» **Problem details**
Please report every line of the rows below that contains the string "building", copying each such line in full. Case counts when matching.

Dataset records
=-=-=-=-=

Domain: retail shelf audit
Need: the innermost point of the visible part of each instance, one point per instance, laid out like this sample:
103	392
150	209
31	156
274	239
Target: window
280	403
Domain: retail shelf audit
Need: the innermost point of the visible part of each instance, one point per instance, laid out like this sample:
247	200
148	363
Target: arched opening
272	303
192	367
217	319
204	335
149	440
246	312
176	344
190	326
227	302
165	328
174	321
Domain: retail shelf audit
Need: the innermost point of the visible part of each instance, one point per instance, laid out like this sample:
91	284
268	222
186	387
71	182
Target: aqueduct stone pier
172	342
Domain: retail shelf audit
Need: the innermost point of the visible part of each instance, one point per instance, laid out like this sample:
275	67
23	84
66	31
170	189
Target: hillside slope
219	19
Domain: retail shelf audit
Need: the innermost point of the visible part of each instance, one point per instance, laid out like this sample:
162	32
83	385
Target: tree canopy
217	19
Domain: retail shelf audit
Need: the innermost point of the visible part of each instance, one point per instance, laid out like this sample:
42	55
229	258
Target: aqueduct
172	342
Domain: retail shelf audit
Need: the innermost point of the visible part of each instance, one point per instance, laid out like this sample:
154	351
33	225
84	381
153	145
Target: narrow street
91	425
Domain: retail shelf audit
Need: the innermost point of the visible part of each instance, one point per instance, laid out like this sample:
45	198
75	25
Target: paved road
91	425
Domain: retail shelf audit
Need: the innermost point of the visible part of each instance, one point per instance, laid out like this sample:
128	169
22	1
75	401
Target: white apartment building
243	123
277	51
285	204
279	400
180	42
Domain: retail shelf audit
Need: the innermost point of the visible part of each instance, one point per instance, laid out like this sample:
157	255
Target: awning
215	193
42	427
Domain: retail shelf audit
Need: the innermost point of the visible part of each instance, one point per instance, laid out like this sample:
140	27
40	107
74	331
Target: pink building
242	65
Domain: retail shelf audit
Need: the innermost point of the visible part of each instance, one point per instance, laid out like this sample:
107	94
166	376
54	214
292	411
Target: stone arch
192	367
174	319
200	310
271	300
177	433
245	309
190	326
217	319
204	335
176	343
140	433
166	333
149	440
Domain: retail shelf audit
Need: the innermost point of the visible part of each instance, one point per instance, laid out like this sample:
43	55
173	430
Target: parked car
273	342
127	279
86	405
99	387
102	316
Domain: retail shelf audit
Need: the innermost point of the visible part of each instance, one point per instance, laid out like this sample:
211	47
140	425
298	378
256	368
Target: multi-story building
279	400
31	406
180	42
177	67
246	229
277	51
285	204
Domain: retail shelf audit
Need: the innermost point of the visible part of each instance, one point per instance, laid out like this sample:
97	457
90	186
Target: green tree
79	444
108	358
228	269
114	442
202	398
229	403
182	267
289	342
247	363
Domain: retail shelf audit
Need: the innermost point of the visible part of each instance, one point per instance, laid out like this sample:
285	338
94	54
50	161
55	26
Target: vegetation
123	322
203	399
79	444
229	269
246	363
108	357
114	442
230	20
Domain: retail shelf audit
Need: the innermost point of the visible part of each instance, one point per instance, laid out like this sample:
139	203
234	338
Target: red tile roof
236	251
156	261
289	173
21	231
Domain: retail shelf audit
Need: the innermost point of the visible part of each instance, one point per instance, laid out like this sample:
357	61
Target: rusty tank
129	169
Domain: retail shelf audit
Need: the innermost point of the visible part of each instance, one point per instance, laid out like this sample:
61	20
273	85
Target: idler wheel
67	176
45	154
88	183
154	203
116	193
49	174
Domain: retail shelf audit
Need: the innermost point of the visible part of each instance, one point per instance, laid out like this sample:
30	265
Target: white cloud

=-=-=-=-=

» **Final answer**
Target: white apartment building
Target: pink building
Target: multi-story building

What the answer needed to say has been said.